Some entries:
□ □ □
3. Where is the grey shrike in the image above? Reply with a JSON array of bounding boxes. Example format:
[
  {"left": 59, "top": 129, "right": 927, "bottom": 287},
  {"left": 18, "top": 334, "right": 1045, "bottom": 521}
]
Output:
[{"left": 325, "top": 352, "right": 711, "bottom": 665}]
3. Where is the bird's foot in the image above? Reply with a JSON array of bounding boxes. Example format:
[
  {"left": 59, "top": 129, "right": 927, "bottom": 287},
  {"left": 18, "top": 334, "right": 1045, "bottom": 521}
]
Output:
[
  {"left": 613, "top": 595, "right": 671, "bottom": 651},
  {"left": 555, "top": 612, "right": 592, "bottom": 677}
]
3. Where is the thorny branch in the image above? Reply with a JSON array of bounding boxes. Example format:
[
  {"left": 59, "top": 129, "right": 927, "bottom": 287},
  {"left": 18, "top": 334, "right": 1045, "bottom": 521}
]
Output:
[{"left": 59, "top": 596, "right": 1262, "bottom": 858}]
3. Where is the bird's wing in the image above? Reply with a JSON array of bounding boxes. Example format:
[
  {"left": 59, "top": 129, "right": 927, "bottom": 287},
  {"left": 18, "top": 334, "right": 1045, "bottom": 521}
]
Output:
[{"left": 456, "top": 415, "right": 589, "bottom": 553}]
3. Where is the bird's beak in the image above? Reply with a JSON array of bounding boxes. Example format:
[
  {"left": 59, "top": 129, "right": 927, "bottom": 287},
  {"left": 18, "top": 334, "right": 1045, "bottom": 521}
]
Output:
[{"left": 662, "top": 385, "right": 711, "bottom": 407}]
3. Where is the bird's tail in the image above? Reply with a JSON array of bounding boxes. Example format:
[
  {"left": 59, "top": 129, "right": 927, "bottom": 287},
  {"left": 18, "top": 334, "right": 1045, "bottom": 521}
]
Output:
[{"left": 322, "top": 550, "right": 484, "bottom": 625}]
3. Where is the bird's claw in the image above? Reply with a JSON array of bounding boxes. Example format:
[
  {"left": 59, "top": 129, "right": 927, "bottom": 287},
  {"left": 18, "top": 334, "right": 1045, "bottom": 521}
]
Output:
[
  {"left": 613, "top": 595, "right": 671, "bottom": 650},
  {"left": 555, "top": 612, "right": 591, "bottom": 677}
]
□ □ □
_Exercise details:_ Copy the entries from the line containing "3. Where is the thorny" through the final line, both included, keeping the requests. In the outputs only, multiply every bounding-box coordinate by 2.45 and round to whole numbers, halves up; leave all numbers in the requests and their format samples unchanged.

_Full solution:_
3. Where is the thorny branch in the image above? Reply with a JSON array of bounding boxes. Example format:
[
  {"left": 59, "top": 129, "right": 927, "bottom": 287},
  {"left": 18, "top": 334, "right": 1045, "bottom": 521}
]
Output:
[{"left": 145, "top": 1460, "right": 3092, "bottom": 2102}]
3. Where is the bird's wing in the image above? Reply with a JSON array of bounding boxes. Example format:
[
  {"left": 59, "top": 129, "right": 927, "bottom": 287},
  {"left": 18, "top": 334, "right": 1045, "bottom": 521}
]
Output:
[{"left": 1117, "top": 1017, "right": 1443, "bottom": 1355}]
3. Where is the bird's beak in the image above? Reply with a JSON array of bounding boxes. Example format:
[
  {"left": 59, "top": 129, "right": 927, "bottom": 287},
  {"left": 18, "top": 334, "right": 1045, "bottom": 521}
]
Output:
[{"left": 1622, "top": 943, "right": 1742, "bottom": 997}]
3. Where is the bird's tail in the image above? Reply with a JSON array of bounding boxes. Example format:
[
  {"left": 59, "top": 129, "right": 927, "bottom": 287},
  {"left": 18, "top": 334, "right": 1045, "bottom": 521}
]
Output:
[{"left": 789, "top": 1348, "right": 1186, "bottom": 1531}]
3. Where is the bird's claw in the image above? Reply with a JSON array of bounding boxes. Example format:
[
  {"left": 59, "top": 129, "right": 927, "bottom": 287},
  {"left": 18, "top": 334, "right": 1045, "bottom": 521}
]
Output:
[
  {"left": 1502, "top": 1458, "right": 1644, "bottom": 1593},
  {"left": 1360, "top": 1499, "right": 1448, "bottom": 1659}
]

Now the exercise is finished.